◆ BRIEF ◆
In the listing below, render everything from the line containing "Reviewer note: check that each instance of the basketball shorts" down to the line containing "[[332, 196]]" as a JSON list of strings, one string per line, leaving out blank lines.

[Data records]
+++
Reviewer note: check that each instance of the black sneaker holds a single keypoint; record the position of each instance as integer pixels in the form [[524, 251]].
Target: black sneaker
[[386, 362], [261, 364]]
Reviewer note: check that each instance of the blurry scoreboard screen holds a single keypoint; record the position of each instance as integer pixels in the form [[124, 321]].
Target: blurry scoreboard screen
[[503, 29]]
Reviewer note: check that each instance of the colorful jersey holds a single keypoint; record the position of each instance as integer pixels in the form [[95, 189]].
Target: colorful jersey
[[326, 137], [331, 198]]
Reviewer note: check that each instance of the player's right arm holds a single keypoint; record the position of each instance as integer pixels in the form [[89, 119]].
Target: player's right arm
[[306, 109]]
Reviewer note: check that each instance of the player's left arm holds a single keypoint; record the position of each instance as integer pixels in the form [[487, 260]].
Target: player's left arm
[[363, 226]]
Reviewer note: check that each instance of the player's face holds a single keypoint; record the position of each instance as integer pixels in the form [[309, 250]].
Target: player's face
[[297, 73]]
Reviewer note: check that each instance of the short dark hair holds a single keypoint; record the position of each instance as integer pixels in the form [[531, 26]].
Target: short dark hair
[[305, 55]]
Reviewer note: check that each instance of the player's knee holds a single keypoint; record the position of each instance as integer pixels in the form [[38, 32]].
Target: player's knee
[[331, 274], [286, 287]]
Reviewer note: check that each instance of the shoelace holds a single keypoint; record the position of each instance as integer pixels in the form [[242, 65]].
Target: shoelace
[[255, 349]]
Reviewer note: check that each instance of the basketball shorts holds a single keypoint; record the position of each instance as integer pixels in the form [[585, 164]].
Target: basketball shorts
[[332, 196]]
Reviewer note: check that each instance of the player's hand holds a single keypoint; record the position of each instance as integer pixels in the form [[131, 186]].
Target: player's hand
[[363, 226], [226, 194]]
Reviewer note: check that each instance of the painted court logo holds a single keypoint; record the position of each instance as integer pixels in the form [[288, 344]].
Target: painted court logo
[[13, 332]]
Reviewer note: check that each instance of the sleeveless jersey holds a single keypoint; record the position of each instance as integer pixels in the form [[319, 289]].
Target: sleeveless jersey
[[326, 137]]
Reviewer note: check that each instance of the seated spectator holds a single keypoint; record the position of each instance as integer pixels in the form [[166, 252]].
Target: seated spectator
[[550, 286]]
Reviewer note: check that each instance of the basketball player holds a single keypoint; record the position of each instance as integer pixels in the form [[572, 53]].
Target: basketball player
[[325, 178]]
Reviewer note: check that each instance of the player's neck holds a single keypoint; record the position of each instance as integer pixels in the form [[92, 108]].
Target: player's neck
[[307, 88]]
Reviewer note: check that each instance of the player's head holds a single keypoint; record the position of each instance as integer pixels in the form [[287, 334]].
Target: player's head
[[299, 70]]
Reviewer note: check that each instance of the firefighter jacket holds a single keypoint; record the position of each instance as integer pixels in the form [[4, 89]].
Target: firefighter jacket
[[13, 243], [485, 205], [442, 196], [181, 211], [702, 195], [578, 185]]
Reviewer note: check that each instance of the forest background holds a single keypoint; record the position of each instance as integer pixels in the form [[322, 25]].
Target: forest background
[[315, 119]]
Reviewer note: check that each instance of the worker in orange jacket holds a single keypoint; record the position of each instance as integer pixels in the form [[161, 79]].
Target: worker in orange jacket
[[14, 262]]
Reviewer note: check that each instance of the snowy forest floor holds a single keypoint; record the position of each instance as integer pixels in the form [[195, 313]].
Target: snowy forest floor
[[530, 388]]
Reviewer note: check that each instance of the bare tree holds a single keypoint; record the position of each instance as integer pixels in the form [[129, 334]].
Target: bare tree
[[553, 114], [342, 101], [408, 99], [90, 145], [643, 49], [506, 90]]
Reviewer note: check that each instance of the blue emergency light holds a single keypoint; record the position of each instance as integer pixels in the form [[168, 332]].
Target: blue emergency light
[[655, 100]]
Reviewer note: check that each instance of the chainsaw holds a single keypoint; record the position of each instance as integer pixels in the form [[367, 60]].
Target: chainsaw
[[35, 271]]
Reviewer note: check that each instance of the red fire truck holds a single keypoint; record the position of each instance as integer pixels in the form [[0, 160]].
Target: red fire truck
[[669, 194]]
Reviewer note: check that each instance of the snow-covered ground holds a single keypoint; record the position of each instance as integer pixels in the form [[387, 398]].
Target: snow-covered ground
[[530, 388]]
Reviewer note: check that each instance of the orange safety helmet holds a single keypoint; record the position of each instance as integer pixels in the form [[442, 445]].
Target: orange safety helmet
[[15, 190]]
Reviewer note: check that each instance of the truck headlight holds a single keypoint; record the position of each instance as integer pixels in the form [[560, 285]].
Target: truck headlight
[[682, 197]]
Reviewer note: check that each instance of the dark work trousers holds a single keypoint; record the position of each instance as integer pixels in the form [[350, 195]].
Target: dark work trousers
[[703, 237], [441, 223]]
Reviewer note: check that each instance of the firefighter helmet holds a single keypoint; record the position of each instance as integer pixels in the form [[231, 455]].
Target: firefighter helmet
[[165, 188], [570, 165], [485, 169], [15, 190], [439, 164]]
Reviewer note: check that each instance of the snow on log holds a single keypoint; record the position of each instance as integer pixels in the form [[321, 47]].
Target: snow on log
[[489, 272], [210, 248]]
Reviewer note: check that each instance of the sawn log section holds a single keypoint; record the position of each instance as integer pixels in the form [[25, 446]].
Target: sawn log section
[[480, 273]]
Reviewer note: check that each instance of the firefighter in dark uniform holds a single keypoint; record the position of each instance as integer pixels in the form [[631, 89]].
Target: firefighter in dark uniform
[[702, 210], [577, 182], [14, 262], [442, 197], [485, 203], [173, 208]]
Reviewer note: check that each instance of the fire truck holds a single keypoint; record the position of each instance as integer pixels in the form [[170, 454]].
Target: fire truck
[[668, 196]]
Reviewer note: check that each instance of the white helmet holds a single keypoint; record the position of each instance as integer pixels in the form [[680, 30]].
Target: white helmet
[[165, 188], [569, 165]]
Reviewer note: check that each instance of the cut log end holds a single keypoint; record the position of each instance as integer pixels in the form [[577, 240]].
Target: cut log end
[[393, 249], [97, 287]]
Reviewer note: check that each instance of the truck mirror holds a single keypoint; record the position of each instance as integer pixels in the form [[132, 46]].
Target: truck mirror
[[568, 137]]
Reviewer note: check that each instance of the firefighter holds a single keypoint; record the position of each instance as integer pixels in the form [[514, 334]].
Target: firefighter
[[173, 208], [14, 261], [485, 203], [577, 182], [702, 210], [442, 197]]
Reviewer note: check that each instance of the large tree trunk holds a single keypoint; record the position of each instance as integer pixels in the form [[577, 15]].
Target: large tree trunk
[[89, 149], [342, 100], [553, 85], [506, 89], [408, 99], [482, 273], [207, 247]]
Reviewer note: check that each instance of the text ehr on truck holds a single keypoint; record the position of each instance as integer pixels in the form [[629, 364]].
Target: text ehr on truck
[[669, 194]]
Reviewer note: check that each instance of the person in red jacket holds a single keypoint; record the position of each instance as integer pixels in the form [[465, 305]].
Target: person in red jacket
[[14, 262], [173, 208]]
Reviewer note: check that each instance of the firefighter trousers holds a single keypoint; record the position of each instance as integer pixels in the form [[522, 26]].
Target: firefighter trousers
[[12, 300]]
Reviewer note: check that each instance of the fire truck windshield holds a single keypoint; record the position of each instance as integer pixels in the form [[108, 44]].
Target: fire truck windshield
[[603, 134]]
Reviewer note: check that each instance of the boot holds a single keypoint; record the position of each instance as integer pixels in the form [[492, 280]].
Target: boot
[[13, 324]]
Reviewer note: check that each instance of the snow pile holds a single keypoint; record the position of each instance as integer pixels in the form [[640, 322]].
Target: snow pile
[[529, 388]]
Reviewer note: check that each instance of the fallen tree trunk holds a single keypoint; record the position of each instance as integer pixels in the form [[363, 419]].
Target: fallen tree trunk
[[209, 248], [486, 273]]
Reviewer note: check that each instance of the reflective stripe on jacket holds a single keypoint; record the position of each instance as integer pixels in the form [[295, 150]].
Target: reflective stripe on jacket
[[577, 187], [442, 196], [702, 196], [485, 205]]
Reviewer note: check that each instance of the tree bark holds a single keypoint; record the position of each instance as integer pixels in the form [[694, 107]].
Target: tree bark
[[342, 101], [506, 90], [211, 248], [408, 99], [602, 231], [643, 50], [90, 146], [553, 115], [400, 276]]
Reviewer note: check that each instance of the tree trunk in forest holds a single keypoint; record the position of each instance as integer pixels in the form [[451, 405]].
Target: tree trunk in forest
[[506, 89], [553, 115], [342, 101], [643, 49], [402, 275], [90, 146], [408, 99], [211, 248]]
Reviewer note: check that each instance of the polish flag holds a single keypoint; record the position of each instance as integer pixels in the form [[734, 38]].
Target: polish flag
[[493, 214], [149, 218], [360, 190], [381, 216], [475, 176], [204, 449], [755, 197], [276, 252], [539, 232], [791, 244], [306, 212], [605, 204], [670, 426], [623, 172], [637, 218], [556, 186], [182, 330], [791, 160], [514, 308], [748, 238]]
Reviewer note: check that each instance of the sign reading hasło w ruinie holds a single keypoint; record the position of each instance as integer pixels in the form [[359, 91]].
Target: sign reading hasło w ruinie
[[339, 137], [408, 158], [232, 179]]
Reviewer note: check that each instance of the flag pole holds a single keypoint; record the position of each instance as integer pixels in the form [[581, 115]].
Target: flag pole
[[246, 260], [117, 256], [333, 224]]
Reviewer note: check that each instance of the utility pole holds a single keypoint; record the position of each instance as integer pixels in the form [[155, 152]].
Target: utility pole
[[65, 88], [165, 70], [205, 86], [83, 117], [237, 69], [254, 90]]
+++
◆ ANSWER FOR THIS EXERCISE ◆
[
  "Reviewer note: check that each instance of the basketball shorts holds a single keypoint; record the position of each instance as integer pixels in the form [[585, 164]].",
  "Target: basketball shorts",
  "[[332, 196]]"
]